» **Estratto**
I francesi se la stanno facendo sotto ora cn Messi in campo


----------



## iceman. (10 Aprile 2013)

beh il farsa si avvicinerebbe a 5 e contando che messi iniesta rimarranno in spagna fino alla fine della loro carriera meglio la vinca il real con la speranza che mou a fine anno lasci


----------



## Tifo'o (10 Aprile 2013)

Non scherziamo il psg ci avrebbe surclassato


----------



## Fabry_cekko (10 Aprile 2013)

prd7 ha scritto:


> hanno giocatori tecnici, ci surclassano a noi... dove vuoi andare con nocerino, flamini muntari e company



si ma ancora non mi sembrano pronti per la Champions


----------



## Blu71 (10 Aprile 2013)

Forza Carletto....


----------



## #Dodo90# (10 Aprile 2013)

Quest'anno il Barcelona è molto calato. Sarà l'assenza di Guardiola, ma non hanno più l'intensità di gioco dello scorso anno, non pressano più alto e senza Messi perdono tantissimo. Il valore della squadra non si discute (basta guardare i risultati della Spagna), ma quest'anno non ci sono.


----------



## Tifo'o (10 Aprile 2013)

Che chiappe


----------



## prd7 (10 Aprile 2013)

gol pedro


----------



## Fabry_cekko (10 Aprile 2013)

Pedro cmq è micidiale nelle partite che contano


----------



## admin (10 Aprile 2013)

Gol di Pedro. Anzi, Messi....


----------



## Fabry_cekko (10 Aprile 2013)

il Barca non merita la qualificazione


----------



## prd7 (10 Aprile 2013)

sempre messi... senza di lui sarebbero nulla di che.


----------



## Snake (10 Aprile 2013)

sto gol 70% è di Messi


----------



## Stanis La Rochelle (10 Aprile 2013)

Voglio il gol qualificazione di Ibra al 94esimo


----------



## MaggieCloun (10 Aprile 2013)

pedritoooooooooooooooooooooooooooooooooooo 1-1


----------



## admin (10 Aprile 2013)

» **Esercizi da svolgere**
[1] Ricopia dall'estratto il passo tra "Forza Carletto...." e "non ci sono.", estremi inclusi.
[2] Quali nomi utente firmano più di un messaggio nell'estratto?
[3] Quale punteggio riporta MaggieCloun nell'estratto?

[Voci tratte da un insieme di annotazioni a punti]
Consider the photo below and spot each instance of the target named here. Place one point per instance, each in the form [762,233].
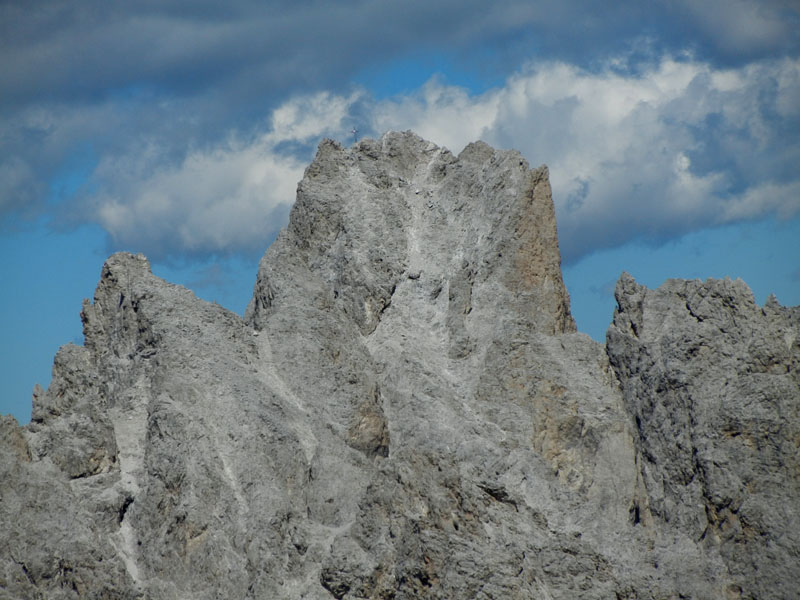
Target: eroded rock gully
[406,411]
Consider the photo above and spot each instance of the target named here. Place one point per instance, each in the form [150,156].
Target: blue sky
[671,130]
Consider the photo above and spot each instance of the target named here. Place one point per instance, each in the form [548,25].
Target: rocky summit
[406,411]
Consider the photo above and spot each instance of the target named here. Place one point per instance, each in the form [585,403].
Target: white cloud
[655,155]
[215,200]
[622,149]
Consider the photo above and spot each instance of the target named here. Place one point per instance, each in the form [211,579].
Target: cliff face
[406,411]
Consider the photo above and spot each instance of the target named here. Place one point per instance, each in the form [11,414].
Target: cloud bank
[676,148]
[183,132]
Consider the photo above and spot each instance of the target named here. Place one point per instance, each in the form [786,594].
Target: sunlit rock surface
[406,411]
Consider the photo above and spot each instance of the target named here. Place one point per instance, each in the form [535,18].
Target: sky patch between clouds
[197,124]
[653,155]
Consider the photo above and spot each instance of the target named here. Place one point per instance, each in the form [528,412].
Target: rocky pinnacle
[406,411]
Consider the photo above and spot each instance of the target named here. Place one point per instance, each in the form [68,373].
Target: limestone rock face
[406,411]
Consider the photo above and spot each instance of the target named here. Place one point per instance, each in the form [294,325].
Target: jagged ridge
[405,411]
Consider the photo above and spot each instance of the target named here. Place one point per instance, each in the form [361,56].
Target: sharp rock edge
[406,411]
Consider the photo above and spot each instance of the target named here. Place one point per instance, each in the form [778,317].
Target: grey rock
[406,411]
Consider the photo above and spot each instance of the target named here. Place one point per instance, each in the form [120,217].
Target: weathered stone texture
[406,411]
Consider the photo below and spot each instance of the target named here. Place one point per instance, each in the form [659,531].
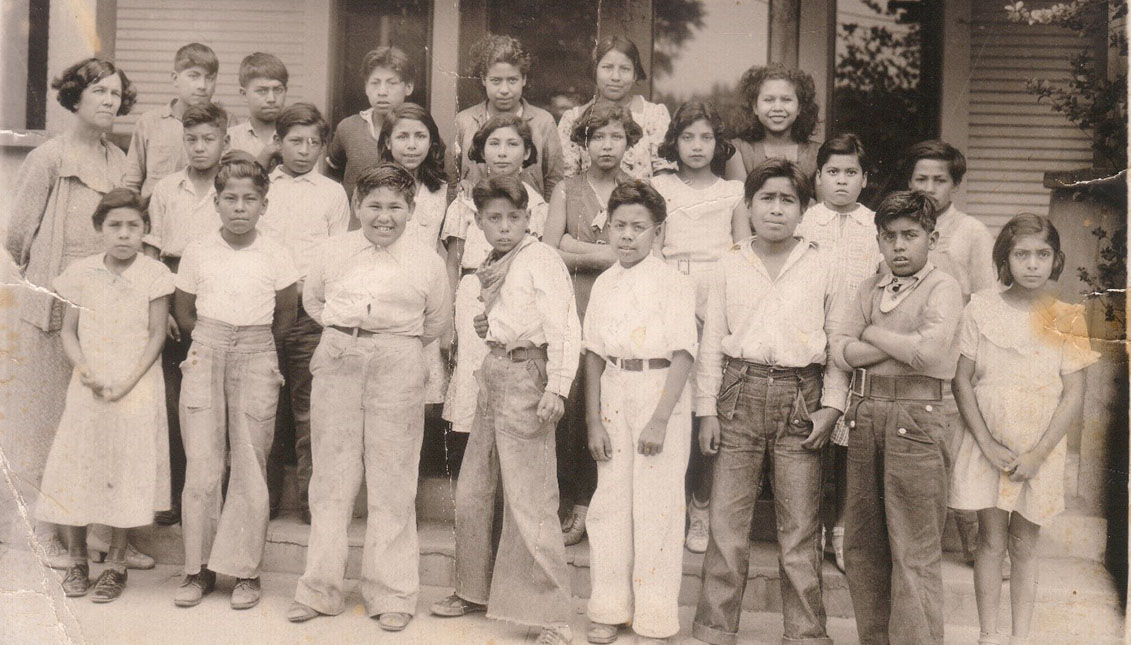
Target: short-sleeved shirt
[302,212]
[354,147]
[178,215]
[400,289]
[646,311]
[965,250]
[641,161]
[698,225]
[235,285]
[460,223]
[543,175]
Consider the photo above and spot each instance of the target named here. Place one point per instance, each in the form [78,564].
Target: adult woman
[58,188]
[616,70]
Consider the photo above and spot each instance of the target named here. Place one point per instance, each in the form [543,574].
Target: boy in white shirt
[845,229]
[235,294]
[640,340]
[767,392]
[535,342]
[305,209]
[380,297]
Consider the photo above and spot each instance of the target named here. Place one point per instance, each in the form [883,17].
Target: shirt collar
[890,277]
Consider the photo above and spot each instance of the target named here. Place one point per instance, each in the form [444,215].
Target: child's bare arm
[158,319]
[1068,411]
[286,310]
[184,311]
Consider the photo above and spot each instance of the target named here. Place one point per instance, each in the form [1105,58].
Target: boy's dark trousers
[763,415]
[898,476]
[296,346]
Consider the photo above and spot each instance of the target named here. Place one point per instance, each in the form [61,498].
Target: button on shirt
[178,215]
[926,318]
[647,311]
[536,307]
[302,212]
[235,285]
[783,321]
[400,289]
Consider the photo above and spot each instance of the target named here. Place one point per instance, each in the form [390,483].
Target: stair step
[1076,599]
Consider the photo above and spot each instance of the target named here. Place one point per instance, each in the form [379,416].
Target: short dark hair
[495,48]
[499,187]
[912,204]
[196,54]
[119,198]
[601,114]
[751,86]
[76,78]
[386,175]
[626,46]
[773,168]
[938,151]
[239,166]
[301,114]
[389,57]
[846,144]
[480,140]
[260,65]
[208,113]
[684,117]
[639,191]
[431,172]
[1026,224]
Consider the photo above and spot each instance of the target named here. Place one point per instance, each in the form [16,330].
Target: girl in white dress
[411,138]
[697,232]
[109,463]
[504,145]
[1019,388]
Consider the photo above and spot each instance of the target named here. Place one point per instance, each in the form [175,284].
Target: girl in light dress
[411,138]
[577,226]
[109,462]
[699,229]
[506,146]
[1019,388]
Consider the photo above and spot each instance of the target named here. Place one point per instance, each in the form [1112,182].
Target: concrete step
[1077,601]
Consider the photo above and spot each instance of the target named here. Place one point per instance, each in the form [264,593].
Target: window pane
[887,83]
[702,49]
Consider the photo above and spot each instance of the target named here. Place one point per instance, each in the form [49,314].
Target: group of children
[741,310]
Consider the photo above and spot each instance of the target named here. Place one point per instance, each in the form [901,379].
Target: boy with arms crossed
[535,343]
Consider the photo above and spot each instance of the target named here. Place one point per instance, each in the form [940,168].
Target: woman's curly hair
[76,78]
[684,117]
[808,112]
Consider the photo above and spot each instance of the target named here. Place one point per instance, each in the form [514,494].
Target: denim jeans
[367,420]
[898,469]
[229,393]
[298,349]
[526,581]
[763,418]
[636,519]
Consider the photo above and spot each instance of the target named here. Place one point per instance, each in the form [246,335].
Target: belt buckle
[858,380]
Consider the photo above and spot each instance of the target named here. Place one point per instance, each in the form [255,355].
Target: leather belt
[639,364]
[915,387]
[518,354]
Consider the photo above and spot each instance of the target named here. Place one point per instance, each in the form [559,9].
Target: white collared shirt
[400,289]
[235,285]
[536,306]
[302,212]
[783,321]
[178,215]
[647,311]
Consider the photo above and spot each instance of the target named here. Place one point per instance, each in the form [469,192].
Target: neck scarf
[493,272]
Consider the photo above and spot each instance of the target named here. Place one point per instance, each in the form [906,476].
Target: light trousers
[636,518]
[367,420]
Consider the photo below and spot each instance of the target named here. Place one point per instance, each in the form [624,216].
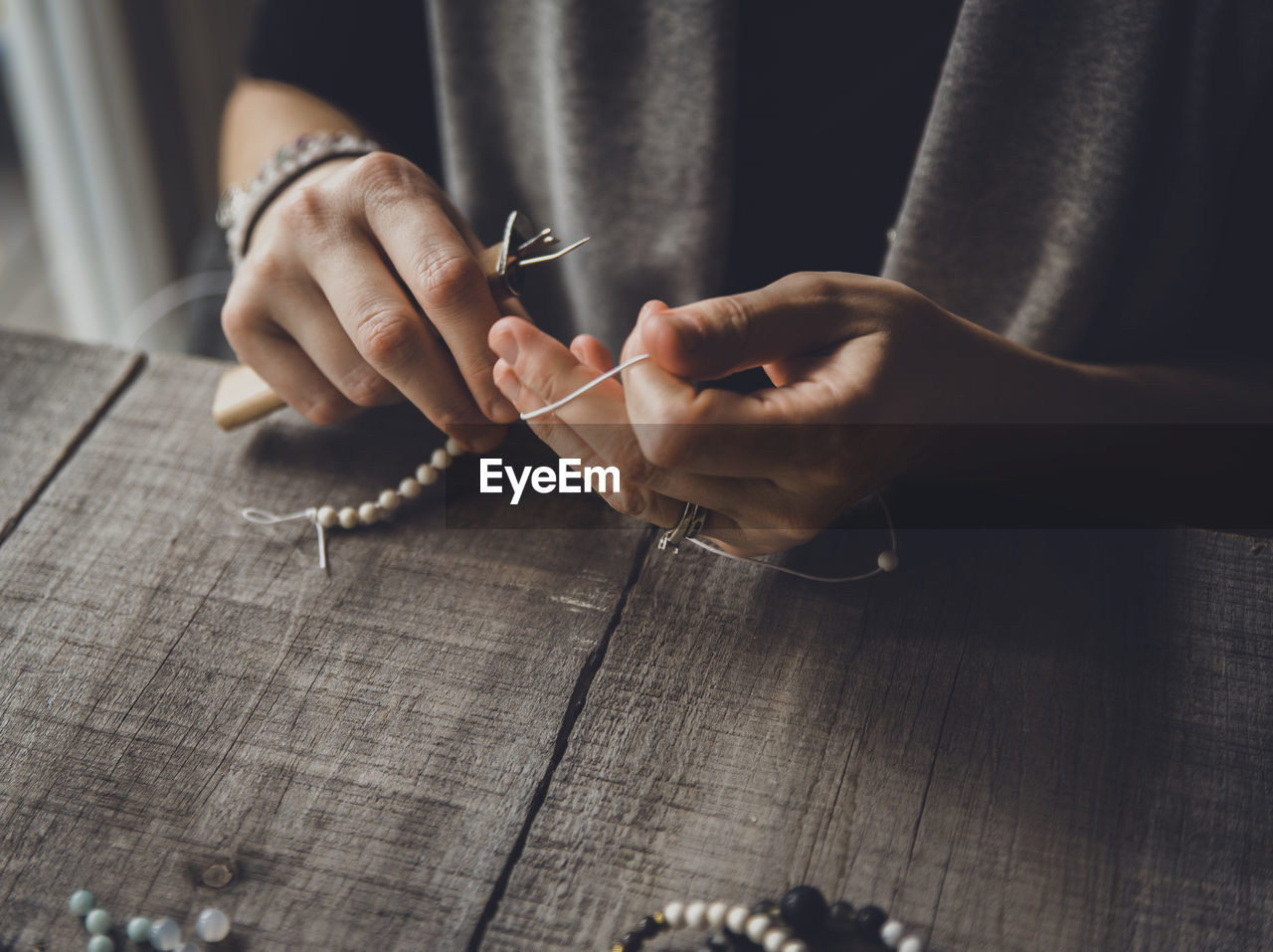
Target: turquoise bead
[82,902]
[139,928]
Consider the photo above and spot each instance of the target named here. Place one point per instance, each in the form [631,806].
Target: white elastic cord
[265,518]
[877,570]
[172,295]
[586,387]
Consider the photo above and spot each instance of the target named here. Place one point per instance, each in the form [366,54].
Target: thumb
[718,336]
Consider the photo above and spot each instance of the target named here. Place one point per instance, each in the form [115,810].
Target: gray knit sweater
[1072,190]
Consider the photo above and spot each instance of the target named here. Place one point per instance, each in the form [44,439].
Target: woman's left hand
[867,374]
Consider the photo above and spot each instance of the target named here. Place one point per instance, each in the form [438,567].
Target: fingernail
[505,345]
[501,411]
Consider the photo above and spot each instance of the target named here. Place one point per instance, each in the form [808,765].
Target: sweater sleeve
[371,62]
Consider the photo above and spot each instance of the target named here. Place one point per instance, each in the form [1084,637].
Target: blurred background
[108,133]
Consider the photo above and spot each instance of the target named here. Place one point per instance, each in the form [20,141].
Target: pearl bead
[164,934]
[774,938]
[736,920]
[82,902]
[213,925]
[139,928]
[696,915]
[756,927]
[675,915]
[890,933]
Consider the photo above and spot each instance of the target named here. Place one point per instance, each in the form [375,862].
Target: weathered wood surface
[1021,741]
[50,395]
[181,688]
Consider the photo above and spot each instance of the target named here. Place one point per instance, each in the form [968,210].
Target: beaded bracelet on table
[803,921]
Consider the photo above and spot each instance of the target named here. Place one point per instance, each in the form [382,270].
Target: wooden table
[504,738]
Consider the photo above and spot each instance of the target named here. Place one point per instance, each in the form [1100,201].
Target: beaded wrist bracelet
[801,921]
[241,209]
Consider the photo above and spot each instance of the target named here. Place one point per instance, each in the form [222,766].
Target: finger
[628,497]
[442,273]
[796,314]
[391,335]
[305,315]
[592,353]
[535,370]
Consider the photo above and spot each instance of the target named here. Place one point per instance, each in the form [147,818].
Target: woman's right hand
[362,286]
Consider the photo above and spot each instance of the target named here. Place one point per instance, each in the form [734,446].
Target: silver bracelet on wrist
[241,208]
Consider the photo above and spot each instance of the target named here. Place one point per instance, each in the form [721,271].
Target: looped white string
[263,517]
[585,388]
[877,570]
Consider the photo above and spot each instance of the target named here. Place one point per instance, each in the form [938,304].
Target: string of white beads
[390,500]
[764,929]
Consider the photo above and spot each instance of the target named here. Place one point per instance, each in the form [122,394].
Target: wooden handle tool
[242,396]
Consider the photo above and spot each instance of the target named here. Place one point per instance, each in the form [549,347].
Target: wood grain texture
[50,393]
[1019,741]
[181,688]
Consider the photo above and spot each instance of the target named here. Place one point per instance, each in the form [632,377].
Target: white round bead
[675,915]
[213,925]
[890,933]
[736,919]
[696,915]
[717,911]
[758,925]
[774,939]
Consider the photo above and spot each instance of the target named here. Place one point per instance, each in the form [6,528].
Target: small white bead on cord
[348,517]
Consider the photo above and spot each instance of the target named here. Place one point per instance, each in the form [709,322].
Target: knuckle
[445,275]
[666,446]
[382,172]
[303,206]
[367,390]
[629,501]
[386,336]
[322,409]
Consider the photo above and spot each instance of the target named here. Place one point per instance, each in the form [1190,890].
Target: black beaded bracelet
[801,921]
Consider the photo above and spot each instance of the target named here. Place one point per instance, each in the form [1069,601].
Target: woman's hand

» **Risposte per esercizio**
[1]
Forza Carletto....


----------



## #Dodo90# (10 Aprile 2013)

Quest'anno il Barcelona è molto calato. Sarà l'assenza di Guardiola, ma non hanno più l'intensità di gioco dello scorso anno, non pressano più alto e senza Messi perdono tantissimo. Il valore della squadra non si discute (basta guardare i risultati della Spagna), ma quest'anno non ci sono.

[2] Tifo'o, Fabry_cekko, prd7, admin

[3] 1-1